#### GIVEN DATA
● ● ● ●

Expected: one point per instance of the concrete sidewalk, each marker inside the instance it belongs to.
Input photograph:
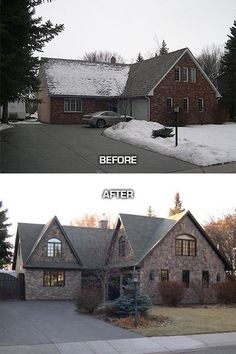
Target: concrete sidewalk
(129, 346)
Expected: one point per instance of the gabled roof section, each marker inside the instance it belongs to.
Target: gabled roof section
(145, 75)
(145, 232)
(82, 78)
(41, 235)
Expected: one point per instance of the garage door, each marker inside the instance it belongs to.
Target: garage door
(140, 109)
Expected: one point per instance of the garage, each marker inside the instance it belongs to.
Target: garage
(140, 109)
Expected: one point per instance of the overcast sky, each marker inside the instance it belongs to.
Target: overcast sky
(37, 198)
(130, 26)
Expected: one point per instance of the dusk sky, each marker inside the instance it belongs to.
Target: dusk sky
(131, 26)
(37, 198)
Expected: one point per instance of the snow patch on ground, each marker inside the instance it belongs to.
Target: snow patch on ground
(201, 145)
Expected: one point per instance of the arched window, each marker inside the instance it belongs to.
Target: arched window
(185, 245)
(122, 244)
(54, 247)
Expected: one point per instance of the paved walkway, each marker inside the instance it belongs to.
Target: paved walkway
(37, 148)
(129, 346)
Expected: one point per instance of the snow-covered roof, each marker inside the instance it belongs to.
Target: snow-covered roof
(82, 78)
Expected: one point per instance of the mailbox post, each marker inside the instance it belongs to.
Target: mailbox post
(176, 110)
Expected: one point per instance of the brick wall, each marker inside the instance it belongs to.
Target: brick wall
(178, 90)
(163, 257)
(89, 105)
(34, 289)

● ● ● ●

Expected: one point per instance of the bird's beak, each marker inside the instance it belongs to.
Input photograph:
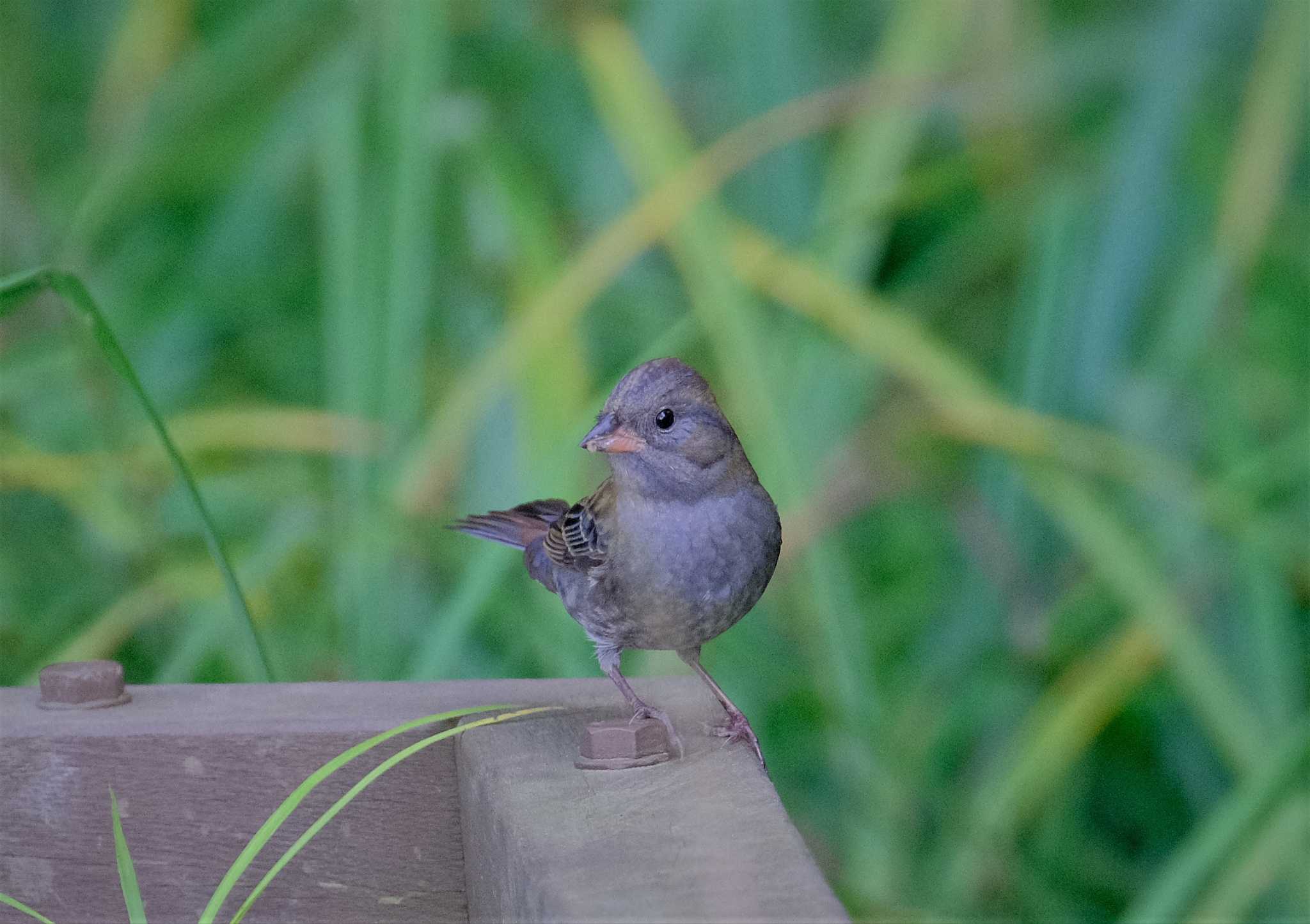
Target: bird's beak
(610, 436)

● ● ● ●

#### TASK DIRECTIONS
Above this instruction are the records; retype exactly the lines from the one containing "Target: garage door" up to and including the one containing "Expected: one point per instance of the overcast".

#### TASK ANSWER
Target: garage door
(140, 109)
Expected: one point per instance of the garage, each marker inside the instance it belongs to.
Target: garage
(140, 109)
Expected: one point per instance of the overcast sky, each marker inside the instance it belongs to.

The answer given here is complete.